Copy all the entries below exactly, but not the pictures.

**Extracted information:**
** BEGIN **
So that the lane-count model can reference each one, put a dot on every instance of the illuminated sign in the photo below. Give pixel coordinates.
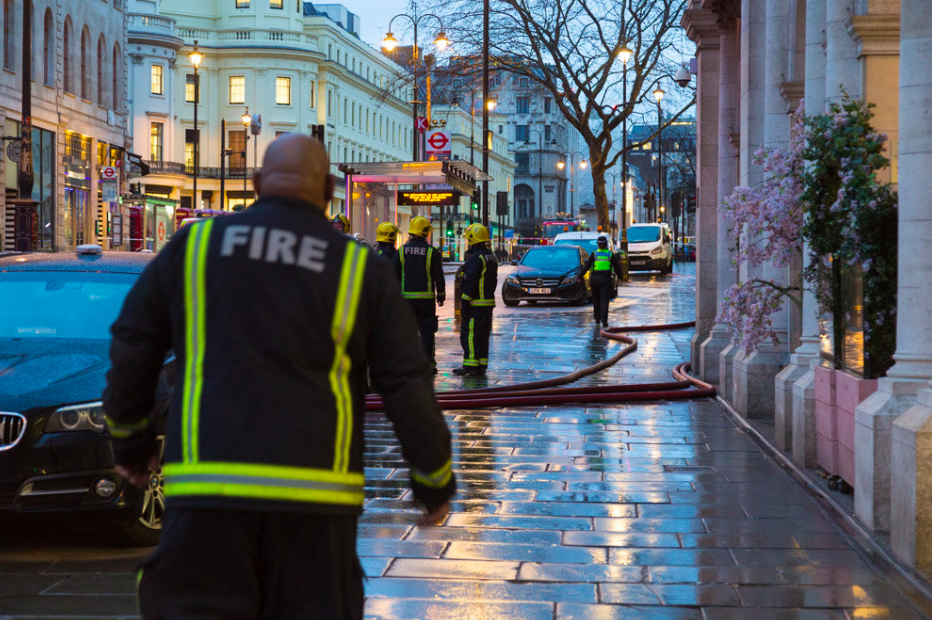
(436, 199)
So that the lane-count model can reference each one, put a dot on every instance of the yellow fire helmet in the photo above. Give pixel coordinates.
(341, 223)
(476, 233)
(420, 226)
(386, 233)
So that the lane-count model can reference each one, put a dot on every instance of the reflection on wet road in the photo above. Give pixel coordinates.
(656, 510)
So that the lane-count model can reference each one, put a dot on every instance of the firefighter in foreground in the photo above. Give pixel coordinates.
(601, 264)
(419, 267)
(385, 236)
(480, 279)
(263, 465)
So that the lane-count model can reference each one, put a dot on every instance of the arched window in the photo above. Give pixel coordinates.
(116, 88)
(101, 71)
(85, 64)
(9, 37)
(67, 60)
(48, 50)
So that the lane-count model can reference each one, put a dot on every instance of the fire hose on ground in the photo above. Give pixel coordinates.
(551, 392)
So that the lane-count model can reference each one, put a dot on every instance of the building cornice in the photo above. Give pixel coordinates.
(876, 35)
(701, 27)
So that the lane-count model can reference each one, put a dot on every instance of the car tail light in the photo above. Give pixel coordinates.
(12, 429)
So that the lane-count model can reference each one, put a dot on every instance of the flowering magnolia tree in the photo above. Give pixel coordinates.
(851, 218)
(823, 190)
(767, 221)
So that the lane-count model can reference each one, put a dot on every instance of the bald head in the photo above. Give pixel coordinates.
(296, 166)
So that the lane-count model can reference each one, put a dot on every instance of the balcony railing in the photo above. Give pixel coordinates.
(154, 24)
(205, 172)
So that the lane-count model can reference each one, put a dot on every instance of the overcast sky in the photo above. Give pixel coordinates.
(375, 15)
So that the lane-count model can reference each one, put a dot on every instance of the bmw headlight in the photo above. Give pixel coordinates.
(85, 417)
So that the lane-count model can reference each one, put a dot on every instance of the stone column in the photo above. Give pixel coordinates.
(911, 522)
(720, 337)
(807, 356)
(701, 27)
(760, 78)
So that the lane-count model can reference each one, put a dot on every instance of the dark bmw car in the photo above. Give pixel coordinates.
(549, 273)
(55, 454)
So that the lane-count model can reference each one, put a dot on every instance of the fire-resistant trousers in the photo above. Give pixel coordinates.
(425, 310)
(601, 284)
(475, 332)
(214, 564)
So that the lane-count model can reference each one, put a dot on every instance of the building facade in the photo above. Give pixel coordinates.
(78, 114)
(756, 61)
(296, 64)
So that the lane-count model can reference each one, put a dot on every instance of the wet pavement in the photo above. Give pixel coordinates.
(647, 510)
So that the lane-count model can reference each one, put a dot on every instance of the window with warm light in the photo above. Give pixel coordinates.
(237, 89)
(157, 80)
(283, 90)
(156, 132)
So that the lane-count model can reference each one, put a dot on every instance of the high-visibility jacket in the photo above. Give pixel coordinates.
(273, 317)
(420, 269)
(603, 261)
(480, 277)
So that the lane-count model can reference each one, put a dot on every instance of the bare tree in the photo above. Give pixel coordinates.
(569, 48)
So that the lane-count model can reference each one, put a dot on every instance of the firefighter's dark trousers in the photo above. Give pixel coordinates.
(425, 310)
(601, 283)
(216, 564)
(474, 335)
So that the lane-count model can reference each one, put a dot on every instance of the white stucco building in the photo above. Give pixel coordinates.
(297, 64)
(78, 113)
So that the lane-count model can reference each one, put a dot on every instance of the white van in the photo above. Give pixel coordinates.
(650, 247)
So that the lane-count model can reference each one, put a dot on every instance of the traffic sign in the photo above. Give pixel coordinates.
(438, 145)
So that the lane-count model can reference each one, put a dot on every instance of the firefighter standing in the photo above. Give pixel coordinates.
(480, 279)
(419, 267)
(263, 465)
(385, 236)
(601, 264)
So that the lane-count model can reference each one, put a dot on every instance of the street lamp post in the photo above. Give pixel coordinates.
(196, 57)
(390, 43)
(624, 55)
(247, 120)
(658, 95)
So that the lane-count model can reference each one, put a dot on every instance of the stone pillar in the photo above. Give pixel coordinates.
(807, 355)
(702, 28)
(720, 337)
(842, 70)
(754, 373)
(911, 494)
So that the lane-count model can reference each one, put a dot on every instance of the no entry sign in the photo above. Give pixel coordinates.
(437, 145)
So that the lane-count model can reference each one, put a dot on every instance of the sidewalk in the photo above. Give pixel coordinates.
(661, 510)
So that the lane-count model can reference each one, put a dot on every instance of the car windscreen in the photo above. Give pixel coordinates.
(61, 304)
(643, 234)
(589, 245)
(551, 258)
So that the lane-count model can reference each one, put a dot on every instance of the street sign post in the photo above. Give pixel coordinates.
(438, 145)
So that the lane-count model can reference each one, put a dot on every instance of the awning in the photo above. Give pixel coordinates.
(456, 173)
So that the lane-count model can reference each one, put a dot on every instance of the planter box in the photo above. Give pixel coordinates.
(850, 391)
(826, 420)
** END **
**Task answer:**
So that the lane-count model can reference each one, put a dot on every instance of the illuminated sign in the photo below. Give pixel coordinates.
(436, 199)
So that the lane-count model can reference each one, put a dot on every instance of the yellow fire helmet in the photo above. Give pixel coordinates.
(341, 223)
(476, 233)
(420, 226)
(386, 233)
So that the lane-count model can reference each one, put a dot on every instance of the reflection on wet road in the photo above. Give pixel coordinates.
(656, 510)
So that the lane-count model can reference each one, put a dot on every instance of the firefighter in foreground in the photo above. Give pixel coordinates.
(601, 264)
(419, 267)
(385, 236)
(480, 279)
(263, 465)
So that the lane-count model can reference each one, put a dot on every instance of the arched window in the photo above. Give pixel coordinates.
(116, 88)
(101, 71)
(85, 64)
(9, 37)
(67, 60)
(48, 50)
So that the lane-count model can reference each one, put a dot on every instance of the fire hose on ground in the photo above. Give pixel coordinates.
(551, 392)
So that the lane-count model can reference each one, put a dot on every instance of the building cornice in the photo above. Give pixel coordinates.
(876, 35)
(701, 27)
So that the lane-count model can reference each one, put a dot on every instance of the car tail light in the photo above. Give pixel coordinates.
(12, 429)
So that the lane-count model can reference each one, put a dot on every instance of the flowering magnolia tree in the photo above. Give pixel coordinates.
(851, 218)
(823, 190)
(767, 221)
So that the lane-count model can reference each one, put a dot on every instance of the bald head in the photo above. Give pixel coordinates.
(296, 166)
So that the lane-count model can reference each one, put a dot on every instance of the balcony railing in the photo above. Give pixel coordinates.
(154, 24)
(205, 172)
So that the lane-count model can reference each one, put a dot on every instance of the overcast sky in the photo above. Give pixel coordinates.
(375, 15)
So that the lane-count model can reference each one, put a dot on every instance of the bmw headlight in the photo above. Give pixel coordinates.
(85, 417)
So that the lane-count model can reference each one, put a dot on every instance of the stone column in the photo above. Give pixel coordinates.
(911, 522)
(720, 337)
(807, 356)
(701, 27)
(760, 78)
So that the lane-count model can reference each one, put a dot on every instance of the dark bmw car in the photo above. Give pixel coordinates.
(549, 273)
(55, 454)
So that the lane-count model can reference each one, put a dot on every instance of the fire-resistant trousers in the photo above. Give pixel coordinates.
(425, 310)
(601, 284)
(475, 332)
(214, 564)
So that the lane-count model can reference each one, put a dot on every instance of the building facade in the photo above. Give pixel coordinates.
(78, 114)
(756, 61)
(296, 64)
So that the lane-count model can reference each one, put a dot on every instance of the wet pavement in the photo above. Give pixel coordinates.
(647, 510)
So that the lane-count model can reference each one, put a dot on every instance of the window with warm light in the photo above. Give pixel coordinates.
(237, 89)
(157, 80)
(283, 90)
(156, 132)
So that the lane-count model can reference each one, put a dot on every instance of the high-visibility jacket in the photo above. Give pixel coordinates.
(273, 317)
(420, 269)
(603, 261)
(480, 277)
So that the lane-count model can reference each one, put a dot on every instance of the bare tree in the photo above. Give pixel coordinates.
(569, 48)
So that the lane-count model can reference each one, put a dot on every instance of the firefighter's dark trousers in the photo above. Give pixel coordinates.
(425, 310)
(601, 283)
(216, 564)
(474, 335)
So that the lane-count model can reference each one, put a dot on every instance of the white stucco building in the photo above. Give pixel coordinates.
(297, 64)
(78, 113)
So that the lane-count model can reference each one, put a dot on every instance of the white van in the photo above. Give pixel coordinates.
(650, 247)
So that the lane-count model can reference each one, put a dot on every instance of the traffic sign in the photo above. Give pixel coordinates.
(438, 145)
So that the lane-count model can reference each one, put a dot on every instance of the firefighter standing in the photo above. Give pixel coordinates.
(480, 279)
(419, 267)
(263, 465)
(385, 236)
(601, 264)
So that the lane-count model can reference each one, put a dot on every instance of the street lamp post in the photo above. Give pixel coordinates.
(196, 57)
(390, 43)
(624, 55)
(247, 120)
(658, 95)
So that the lane-count model can reference each one, put a dot on every instance of the stone pillar in the photo above. Give pixel coordinates.
(807, 355)
(702, 28)
(720, 337)
(842, 70)
(754, 373)
(911, 494)
So that the lane-count model can reference each one, put a dot on every instance of the no entry sign in the photo above. Give pixel coordinates.
(437, 145)
So that the lane-count model can reference each one, put a dot on every instance of the sidewalk in the photo above. Give pixel coordinates.
(661, 510)
So that the lane-count model can reference each one, put a dot on every instance of the car windscreen in the photo above. Give pixel coordinates.
(61, 304)
(643, 234)
(589, 245)
(551, 258)
So that the lane-count model can reference each one, put a dot on every instance of the street sign post in the photo above. Give pixel coordinates.
(438, 145)
So that the lane-count model can reference each one, put a dot on every instance of the awning in the photo above. Give pixel coordinates.
(456, 173)
So that the lane-count model can reference each one, put a dot on every instance of the planter box in the photo above. Give pixel coordinates.
(850, 391)
(826, 420)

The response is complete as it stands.